Start of Block

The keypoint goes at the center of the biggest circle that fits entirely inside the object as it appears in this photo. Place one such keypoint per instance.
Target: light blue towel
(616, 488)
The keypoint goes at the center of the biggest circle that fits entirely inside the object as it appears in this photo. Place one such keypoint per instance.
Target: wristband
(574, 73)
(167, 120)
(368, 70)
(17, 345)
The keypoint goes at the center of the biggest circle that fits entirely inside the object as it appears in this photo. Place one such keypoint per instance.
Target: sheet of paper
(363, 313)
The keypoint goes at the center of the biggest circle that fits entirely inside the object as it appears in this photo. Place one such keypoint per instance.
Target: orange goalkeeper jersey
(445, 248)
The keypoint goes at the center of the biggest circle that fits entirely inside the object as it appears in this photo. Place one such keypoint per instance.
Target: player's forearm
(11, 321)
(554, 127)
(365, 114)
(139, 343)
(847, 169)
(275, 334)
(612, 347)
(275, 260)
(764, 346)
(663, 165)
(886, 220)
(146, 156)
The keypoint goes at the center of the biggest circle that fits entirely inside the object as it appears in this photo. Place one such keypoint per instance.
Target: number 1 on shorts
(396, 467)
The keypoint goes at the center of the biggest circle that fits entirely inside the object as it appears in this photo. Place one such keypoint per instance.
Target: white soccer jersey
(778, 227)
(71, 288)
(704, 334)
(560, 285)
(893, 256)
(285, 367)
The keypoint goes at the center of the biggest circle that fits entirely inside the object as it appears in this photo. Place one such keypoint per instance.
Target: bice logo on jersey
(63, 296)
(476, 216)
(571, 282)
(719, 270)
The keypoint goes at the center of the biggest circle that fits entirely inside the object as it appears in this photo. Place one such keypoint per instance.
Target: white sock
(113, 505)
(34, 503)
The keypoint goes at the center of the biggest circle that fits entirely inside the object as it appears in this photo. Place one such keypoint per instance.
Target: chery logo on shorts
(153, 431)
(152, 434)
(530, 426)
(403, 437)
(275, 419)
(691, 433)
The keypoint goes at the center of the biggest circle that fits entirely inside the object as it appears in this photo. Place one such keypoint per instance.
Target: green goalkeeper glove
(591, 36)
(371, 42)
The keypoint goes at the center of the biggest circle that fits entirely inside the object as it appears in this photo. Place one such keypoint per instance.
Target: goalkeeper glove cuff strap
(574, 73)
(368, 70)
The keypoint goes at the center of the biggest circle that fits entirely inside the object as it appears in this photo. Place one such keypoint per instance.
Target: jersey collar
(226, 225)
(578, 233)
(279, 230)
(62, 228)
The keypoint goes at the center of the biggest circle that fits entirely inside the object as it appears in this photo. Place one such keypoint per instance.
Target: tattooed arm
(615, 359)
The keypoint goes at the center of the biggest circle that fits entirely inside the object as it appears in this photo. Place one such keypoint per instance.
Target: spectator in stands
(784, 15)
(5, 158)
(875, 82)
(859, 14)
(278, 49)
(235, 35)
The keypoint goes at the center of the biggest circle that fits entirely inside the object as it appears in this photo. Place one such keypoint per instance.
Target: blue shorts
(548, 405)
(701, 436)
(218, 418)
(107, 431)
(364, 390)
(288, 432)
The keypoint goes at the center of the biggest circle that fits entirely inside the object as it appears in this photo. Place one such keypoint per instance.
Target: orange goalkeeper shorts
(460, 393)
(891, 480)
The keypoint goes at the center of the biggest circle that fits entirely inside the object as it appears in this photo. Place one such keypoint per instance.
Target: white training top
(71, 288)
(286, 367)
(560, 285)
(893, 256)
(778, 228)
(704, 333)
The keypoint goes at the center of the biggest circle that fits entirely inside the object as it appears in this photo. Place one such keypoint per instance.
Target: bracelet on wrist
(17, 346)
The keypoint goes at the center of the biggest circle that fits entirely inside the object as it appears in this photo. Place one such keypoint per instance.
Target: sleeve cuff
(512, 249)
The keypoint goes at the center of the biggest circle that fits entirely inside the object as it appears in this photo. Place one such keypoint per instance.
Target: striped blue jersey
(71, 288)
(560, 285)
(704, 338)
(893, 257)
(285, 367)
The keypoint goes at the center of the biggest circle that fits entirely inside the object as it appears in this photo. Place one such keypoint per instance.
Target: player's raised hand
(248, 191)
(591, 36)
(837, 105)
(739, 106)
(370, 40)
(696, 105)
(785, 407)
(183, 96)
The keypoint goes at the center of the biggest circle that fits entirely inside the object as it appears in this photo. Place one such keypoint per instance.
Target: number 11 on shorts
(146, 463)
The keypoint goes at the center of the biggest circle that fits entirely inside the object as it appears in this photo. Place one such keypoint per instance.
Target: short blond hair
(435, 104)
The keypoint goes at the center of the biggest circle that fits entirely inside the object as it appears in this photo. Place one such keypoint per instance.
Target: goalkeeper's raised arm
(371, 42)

End of Block

== PROMPT ==
Restate the full listing word for word, leaving out nothing.

== EXPECTED ANSWER ==
The keypoint goes at the center of the biggest circle that fits entirely inside the object as it appears in this photo. Place one such keypoint per instance.
Target: light blue towel
(616, 488)
The keypoint goes at the center of the biggest circle that fits entirely inside the object as it appears in this photo. Place one such keypoint per instance.
Target: wristband
(574, 73)
(167, 120)
(368, 70)
(17, 345)
The keypoint goes at the center of the biggest circle that fits entirely inside the object as it appears in this photo. Place one such keypoint per instance.
Target: sheet of paper
(363, 313)
The keypoint goes at the center of the biggest circle that fits entirely inside the object as it appears in this photo. Place one such keypoint per instance.
Target: orange goalkeeper jersey
(445, 248)
The keypoint goes at the center of the biggest circle that fits entirely inside the object as it appears in this photo. Place one such keypoint per instance.
Target: player's forearm
(11, 321)
(554, 127)
(365, 114)
(139, 343)
(847, 169)
(275, 334)
(612, 347)
(275, 260)
(764, 346)
(663, 165)
(886, 220)
(146, 156)
The keypoint goes at the center of the biggest circle that fits entirely inside the object as it appears in this photo. Place one such keypoint per instance.
Target: number 1 on shorts
(396, 467)
The keypoint goes at the center of the biggest circle that fits entirely inside the object as it appears in this photo. Place one such keypoint per instance.
Target: white soccer jersey
(778, 227)
(71, 288)
(704, 334)
(560, 285)
(893, 256)
(285, 367)
The keypoint goes at the center of the biggest circle that fits entirely inside the object as it appears in this photo. Place one such keypoint per instance.
Target: bice logo on jersey
(63, 296)
(476, 216)
(571, 282)
(719, 270)
The keypoint goes at the center of the biggest circle that fits entirely inside the object as it appears in this photo. Place one such keypoint per instance.
Target: white sock
(113, 505)
(34, 503)
The keypoint goes at the center of the biggest circle that fits entirely inside the object as it appears in this photo. Place one such keypoint per instance.
Target: chery logo on shorts
(153, 431)
(152, 434)
(530, 426)
(403, 437)
(275, 419)
(691, 433)
The keypoint goes at the center of the biggest circle that fits entirely inside the object as it appears in this photo. Place one such keypoint per instance.
Target: green goalkeeper glove
(591, 36)
(371, 42)
The keypoint goes at the center of the biggest circle that fits entirely inside the object as it appears in this photo. Place one such keypoint per instance.
Target: goalkeeper glove cuff strap
(574, 73)
(368, 70)
The keypoint goes at the center of the biggest circle that fits entirely inside the object as it appears in this photo. Place one such keypoint per instance.
Target: jersey collar
(226, 225)
(578, 233)
(279, 230)
(62, 228)
The keypoint goes at the center of the biggest circle that fits entirely inside the object as it appears in this photo. Place one such keypoint per instance.
Target: tattooed arm
(615, 359)
The keypoint goes at the center of the biggest circle that fits entirely inside the object as it appears in this photo. Place one such keypoint per instance.
Target: spectator in stands
(784, 15)
(5, 158)
(875, 82)
(859, 14)
(278, 49)
(235, 35)
The keypoint goes at the center of the biggest circle that fits entirely inside the object as it appears in this photo. Place one such keypoint per instance.
Target: blue shorts
(548, 405)
(701, 436)
(218, 418)
(107, 431)
(364, 390)
(288, 432)
The keypoint goes at the center of the biggest circle that fits entirely inside the object as it appears in this photo. Place one such keypoint per instance.
Target: orange goalkeeper shorts
(460, 393)
(891, 480)
The keypoint goes at the center of the biggest circle that fits entirely inside the object as it appears in this photo. Place one such keypoint per instance.
Target: white training top
(71, 288)
(286, 367)
(560, 285)
(893, 256)
(778, 228)
(704, 333)
The keypoint goes at the center of the biggest circle that fits entirely inside the object as it appears in this photo. Place one such keypoint per instance.
Target: bracelet on wrist
(17, 346)
The keypoint goes at the center of the biggest circle that fits entirely inside the object as it appears in this photo. Place one such keypoint per instance.
Target: sleeve cuff
(512, 249)
The keypoint goes at the center of the biggest circle that fits entirely inside the object as it appears in this photo. Place one such keypoint per instance.
Target: striped blue jersey
(71, 288)
(560, 285)
(704, 338)
(893, 257)
(285, 367)
The keypoint goes at the center of the biggest circle that fits entirely inside the object as it appears in this photo. Place one such keypoint per instance.
Target: player's raised hand
(248, 191)
(591, 36)
(837, 105)
(739, 106)
(370, 40)
(696, 105)
(785, 407)
(183, 96)
The keypoint goes at the center of the biggest circle that fits entirely inside the object as it appears in this photo. Place one such keypoint per instance.
Target: number 11 on shorts
(146, 463)
The keypoint goes at the center of the biggest circle that fits entirely inside the object as it appears in this photo. Place one such keypoint per instance.
Target: short blond hair
(435, 104)
The keypoint goes at the center of the biggest circle that fits entirely inside the object as it appears in this photo. Place one such keypoint per instance.
Target: goalkeeper's raised arm
(371, 42)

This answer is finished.